:: Written request ::
Output every line of the entries from the line containing "Target: arched doorway" through the last, exactly, with no other content.

___

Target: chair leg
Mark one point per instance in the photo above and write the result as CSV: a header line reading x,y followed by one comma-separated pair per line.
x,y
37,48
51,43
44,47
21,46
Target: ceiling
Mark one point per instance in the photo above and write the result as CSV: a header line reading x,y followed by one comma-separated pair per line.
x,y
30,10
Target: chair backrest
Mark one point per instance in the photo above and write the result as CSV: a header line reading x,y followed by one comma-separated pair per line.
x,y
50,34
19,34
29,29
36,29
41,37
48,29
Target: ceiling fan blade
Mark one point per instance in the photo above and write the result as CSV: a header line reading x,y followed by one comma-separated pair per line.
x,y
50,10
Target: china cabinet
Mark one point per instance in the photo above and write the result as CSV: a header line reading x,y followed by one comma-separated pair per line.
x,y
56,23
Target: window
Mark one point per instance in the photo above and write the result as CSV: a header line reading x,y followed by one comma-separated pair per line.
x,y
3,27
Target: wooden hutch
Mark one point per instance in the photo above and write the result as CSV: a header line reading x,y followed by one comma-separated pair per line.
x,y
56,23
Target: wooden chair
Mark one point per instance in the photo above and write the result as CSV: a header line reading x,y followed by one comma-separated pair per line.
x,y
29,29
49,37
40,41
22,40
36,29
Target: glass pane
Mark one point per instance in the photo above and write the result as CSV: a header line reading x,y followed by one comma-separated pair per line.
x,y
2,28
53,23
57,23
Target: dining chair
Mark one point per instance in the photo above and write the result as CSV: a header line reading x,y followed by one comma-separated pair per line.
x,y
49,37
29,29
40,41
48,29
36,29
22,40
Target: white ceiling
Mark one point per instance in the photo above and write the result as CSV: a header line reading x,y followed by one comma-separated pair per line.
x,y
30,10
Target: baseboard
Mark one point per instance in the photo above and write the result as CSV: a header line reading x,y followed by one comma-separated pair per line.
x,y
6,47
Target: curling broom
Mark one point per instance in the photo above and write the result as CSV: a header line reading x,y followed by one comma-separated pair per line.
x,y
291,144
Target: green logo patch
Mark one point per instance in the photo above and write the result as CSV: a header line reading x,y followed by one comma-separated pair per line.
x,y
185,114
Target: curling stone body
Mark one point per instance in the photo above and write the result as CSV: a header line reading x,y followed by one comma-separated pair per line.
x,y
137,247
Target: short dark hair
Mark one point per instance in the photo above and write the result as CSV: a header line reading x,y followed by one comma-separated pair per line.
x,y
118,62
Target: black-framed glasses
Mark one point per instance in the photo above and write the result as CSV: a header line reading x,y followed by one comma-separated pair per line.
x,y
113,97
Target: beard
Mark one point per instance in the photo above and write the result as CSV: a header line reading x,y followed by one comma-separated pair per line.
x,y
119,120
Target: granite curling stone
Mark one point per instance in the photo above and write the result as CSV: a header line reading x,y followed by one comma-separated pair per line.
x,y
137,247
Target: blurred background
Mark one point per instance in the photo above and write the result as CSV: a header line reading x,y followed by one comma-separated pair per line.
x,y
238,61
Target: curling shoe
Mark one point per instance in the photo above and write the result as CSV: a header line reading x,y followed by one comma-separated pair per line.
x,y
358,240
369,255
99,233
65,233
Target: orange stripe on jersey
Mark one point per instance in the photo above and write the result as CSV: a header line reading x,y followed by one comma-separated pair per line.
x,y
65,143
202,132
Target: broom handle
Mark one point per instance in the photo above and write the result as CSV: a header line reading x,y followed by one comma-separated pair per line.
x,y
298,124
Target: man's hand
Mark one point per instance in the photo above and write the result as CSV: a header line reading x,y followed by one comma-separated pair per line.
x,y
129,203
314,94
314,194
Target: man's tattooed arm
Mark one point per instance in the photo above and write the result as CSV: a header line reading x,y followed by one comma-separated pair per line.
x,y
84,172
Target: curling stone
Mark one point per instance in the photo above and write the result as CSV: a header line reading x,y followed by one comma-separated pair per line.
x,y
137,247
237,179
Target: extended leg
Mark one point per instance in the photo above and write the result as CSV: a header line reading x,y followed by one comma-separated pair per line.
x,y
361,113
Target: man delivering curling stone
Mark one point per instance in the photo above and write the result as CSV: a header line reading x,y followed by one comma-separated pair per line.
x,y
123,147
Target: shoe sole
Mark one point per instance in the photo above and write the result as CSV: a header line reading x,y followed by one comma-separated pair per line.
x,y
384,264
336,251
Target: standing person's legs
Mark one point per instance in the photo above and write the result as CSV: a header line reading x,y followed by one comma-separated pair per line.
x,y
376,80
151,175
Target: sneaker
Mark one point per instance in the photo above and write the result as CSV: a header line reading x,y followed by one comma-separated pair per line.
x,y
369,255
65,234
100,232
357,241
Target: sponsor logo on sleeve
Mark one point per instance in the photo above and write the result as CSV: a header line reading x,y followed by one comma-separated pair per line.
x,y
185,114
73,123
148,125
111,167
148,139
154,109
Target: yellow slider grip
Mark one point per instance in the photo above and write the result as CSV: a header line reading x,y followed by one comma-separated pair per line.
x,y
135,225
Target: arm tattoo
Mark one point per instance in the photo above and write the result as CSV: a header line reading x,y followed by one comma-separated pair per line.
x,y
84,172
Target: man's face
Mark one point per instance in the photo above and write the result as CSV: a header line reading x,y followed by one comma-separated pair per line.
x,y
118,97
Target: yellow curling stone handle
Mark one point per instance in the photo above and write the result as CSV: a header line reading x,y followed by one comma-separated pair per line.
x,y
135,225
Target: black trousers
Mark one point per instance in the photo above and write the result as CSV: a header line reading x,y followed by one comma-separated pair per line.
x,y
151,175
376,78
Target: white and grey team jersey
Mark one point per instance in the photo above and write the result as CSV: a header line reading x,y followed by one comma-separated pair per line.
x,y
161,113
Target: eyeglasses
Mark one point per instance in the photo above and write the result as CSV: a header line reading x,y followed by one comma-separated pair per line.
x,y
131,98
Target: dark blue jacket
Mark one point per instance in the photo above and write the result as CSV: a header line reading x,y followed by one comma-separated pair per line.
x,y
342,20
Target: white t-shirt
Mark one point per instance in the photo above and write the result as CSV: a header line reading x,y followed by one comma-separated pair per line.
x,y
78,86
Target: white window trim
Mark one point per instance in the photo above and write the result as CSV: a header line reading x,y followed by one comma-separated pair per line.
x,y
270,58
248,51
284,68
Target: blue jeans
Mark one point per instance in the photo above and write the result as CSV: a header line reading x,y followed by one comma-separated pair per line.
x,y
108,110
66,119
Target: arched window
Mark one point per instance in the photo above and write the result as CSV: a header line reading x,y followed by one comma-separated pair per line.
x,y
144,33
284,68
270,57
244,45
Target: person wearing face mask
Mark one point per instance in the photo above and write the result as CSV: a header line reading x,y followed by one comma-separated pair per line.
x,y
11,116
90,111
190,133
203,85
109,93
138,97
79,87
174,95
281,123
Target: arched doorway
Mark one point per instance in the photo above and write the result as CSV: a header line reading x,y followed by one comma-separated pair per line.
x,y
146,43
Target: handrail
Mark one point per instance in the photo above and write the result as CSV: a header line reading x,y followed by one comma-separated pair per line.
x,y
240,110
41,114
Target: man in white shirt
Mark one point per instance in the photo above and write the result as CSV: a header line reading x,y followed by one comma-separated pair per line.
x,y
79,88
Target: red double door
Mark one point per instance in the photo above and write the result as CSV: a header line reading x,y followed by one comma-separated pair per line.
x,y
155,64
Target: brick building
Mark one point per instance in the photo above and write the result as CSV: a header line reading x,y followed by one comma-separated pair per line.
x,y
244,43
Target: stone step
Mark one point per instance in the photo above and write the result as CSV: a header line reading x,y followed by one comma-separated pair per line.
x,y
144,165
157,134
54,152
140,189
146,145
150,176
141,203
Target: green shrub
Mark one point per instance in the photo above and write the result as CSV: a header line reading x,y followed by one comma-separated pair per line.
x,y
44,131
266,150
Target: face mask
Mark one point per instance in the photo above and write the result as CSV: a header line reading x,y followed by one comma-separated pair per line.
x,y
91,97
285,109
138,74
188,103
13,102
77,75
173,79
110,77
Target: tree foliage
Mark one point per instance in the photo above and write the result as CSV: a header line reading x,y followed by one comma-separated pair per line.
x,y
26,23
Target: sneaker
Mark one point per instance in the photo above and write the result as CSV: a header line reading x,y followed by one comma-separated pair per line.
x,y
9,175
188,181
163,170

___

:: Task result ::
Target: arched doorway
Mark one point per instance in the photo above and write the result as CSV: a header line reading x,y followed by one comma-separated pair per line.
x,y
146,43
Target: handrail
Mark one point per instance in the photo above and write the result as CSV: a header line reading x,y followed by one comma-separated pair per line.
x,y
240,110
41,114
Target: man in white shirt
Mark one point per instance in the photo above and write the result as CSV: a header line reading x,y followed by one comma-separated pair per line.
x,y
79,88
Target: red double door
Mark one point per instance in the photo above and write the result as CSV: a header line reading x,y followed by one comma-separated pair per line.
x,y
155,64
Target: brick building
Mark one point per instance in the photo above and write the result as CSV: a header line reading x,y followed by one comma-separated pair per line.
x,y
244,43
Target: stone step
Mark one point per instance in the photo above and write the result as CSV: a header line reading x,y followed by one comma-separated pair per line.
x,y
144,165
157,134
54,152
140,189
146,145
150,176
141,203
Target: green shrub
Mark one point per instance in the photo above and write the result as CSV: a header line reading x,y followed by one comma-separated pair per line.
x,y
44,131
266,150
Target: face mask
Mark one point per instance in the photo above and write the result as CSV: a header line reading x,y followed by one comma-separated pair per line.
x,y
91,97
285,109
138,74
188,103
13,102
77,75
173,79
110,77
Target: tree foliage
Mark one point per instance in the photo above and write the result as CSV: a header line reading x,y followed by one comma-separated pair per line.
x,y
26,23
Target: sneaker
Mark one point per instance in the photo above and write the result as CSV: a header line reading x,y followed by one comma-separated pair per line.
x,y
9,175
188,181
163,170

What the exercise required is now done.